**Documento fuente**:
------------

Al margen de la discusión sobre los motivos y los responsables, para cualquier país es sumamente triste perder vidas en una confrontación. El daño es irreparable, y el costo para los seres queridos, incalculable. Por eso, cualquier esfuerzo de control del orden interno debe buscar siempre minimizar el daño físico y, sobre todo, las fatalidades.
Pero solo una visión maniquea y manipuladora puede pretender ignorar que también existen otros costos que las protestas de estas semanas imponen al resto de la sociedad peruana. Es perfectamente posible, de un lado, lamentar las muertes y demandar que sus circunstancias se esclarezcan y, del otro, señalar que los derechos al trabajo y al libre tránsito no pueden ser impunemente cercenados por turbas violentas en un Estado de derecho.
El día de ayer, por ejemplo, en este Diario publicamos la situación de Mónica Huerta y Rudy Bedoya, pareja de esposos dueños de La Nueva Palomino, una de las picanterías más reconocidas de Arequipa. Ellos indicaban que “está viniendo mucho menos gente por todos los problemas que hay en las carreteras y la falta de vuelos. Más o menos habrá disminuido entre un 50% y 60% la afluencia de turistas”. De acuerdo con el Banco Central de Reserva, las cancelaciones de reserva en el sector turístico implican un impacto de alrededor de US$100 millones al mes en el país. Asimismo, la Cámara de Comercio de Cusco estimaba que, solo en esa región, las pérdidas del sector ascendían a S/7 millones diarios.

------------

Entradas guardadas
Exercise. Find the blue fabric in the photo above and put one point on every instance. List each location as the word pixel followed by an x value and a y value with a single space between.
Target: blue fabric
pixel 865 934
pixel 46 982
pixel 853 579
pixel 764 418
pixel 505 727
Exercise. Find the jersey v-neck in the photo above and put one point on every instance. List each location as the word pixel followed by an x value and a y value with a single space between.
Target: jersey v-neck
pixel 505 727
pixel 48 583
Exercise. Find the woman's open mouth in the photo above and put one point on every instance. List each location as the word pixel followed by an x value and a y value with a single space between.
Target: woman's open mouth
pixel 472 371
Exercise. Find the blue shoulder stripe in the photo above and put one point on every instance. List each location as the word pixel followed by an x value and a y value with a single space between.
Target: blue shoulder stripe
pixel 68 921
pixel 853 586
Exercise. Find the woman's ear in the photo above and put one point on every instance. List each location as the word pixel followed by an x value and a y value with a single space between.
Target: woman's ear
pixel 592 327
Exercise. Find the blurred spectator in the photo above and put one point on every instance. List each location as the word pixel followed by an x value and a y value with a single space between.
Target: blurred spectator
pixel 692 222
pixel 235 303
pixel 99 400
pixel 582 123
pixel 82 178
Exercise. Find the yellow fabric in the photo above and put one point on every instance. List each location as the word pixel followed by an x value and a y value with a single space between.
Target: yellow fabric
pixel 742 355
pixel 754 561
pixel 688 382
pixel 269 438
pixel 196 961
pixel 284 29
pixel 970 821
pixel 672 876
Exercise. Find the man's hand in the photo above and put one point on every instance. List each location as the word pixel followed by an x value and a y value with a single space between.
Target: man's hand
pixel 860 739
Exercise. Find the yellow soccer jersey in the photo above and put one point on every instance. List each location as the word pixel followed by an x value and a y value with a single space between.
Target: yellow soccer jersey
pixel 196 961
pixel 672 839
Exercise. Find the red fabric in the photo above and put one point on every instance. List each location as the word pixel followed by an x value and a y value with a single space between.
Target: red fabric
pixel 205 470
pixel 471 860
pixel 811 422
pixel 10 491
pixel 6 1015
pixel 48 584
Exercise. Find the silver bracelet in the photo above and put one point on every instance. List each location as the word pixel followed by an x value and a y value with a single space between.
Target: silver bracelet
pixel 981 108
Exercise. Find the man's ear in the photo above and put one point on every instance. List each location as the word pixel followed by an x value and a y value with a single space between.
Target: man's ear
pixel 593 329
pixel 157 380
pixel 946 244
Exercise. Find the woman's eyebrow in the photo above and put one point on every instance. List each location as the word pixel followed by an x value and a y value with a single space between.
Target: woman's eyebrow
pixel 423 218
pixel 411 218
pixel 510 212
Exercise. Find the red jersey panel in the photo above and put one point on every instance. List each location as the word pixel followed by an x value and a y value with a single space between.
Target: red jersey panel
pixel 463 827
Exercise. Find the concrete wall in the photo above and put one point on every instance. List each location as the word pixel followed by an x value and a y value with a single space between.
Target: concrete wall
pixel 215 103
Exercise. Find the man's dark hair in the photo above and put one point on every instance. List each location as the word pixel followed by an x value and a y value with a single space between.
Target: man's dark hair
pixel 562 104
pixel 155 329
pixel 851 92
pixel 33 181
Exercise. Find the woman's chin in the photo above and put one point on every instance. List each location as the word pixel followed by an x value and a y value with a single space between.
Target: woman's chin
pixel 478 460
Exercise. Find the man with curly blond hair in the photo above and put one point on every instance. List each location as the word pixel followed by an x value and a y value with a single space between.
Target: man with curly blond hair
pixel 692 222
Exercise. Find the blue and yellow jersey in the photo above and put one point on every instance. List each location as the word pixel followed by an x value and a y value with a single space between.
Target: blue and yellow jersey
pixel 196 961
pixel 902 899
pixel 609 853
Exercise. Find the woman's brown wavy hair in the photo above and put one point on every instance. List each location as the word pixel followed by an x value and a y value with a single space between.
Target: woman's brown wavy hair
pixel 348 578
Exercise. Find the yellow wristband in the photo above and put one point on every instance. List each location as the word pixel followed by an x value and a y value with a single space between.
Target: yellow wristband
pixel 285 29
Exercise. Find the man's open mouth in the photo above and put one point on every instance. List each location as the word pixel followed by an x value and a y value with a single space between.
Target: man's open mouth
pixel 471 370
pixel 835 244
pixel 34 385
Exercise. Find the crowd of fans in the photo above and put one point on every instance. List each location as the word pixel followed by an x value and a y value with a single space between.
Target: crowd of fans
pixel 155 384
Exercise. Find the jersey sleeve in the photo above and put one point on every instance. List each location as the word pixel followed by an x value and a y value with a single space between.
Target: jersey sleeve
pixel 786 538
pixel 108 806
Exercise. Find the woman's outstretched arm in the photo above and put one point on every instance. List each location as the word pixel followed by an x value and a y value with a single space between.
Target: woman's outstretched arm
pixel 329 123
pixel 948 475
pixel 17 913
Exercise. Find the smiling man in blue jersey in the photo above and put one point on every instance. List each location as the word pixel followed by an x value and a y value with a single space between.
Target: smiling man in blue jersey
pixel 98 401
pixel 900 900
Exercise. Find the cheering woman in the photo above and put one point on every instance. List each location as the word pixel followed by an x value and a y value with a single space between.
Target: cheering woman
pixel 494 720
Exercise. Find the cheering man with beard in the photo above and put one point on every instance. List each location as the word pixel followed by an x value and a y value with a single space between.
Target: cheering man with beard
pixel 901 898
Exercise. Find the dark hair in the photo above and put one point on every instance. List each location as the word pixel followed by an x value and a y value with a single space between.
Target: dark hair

------------

**Detalles del ejercicio**: Di si cada afirmación concuerda con el texto sobre las protestas en el Perú y responde sí o no, citando entre comillas las palabras del texto que lo deciden. (a) Según los dueños de La Nueva Palomino, la afluencia de turistas habría bajado entre un 50% y 60%. (b) La Cámara de Comercio de Cusco estimaba pérdidas de US$100 millones al mes en esa región. (c) La Nueva Palomino es una picantería de Cusco.

**Solución del problema**:
(a) Sí: "Más o menos habrá disminuido entre un 50% y 60% la afluencia de turistas".
(b) No: "la Cámara de Comercio de Cusco estimaba que, solo en esa región, las pérdidas del sector ascendían a S/7 millones diarios".
(c) No: "una de las picanterías más reconocidas de Arequipa".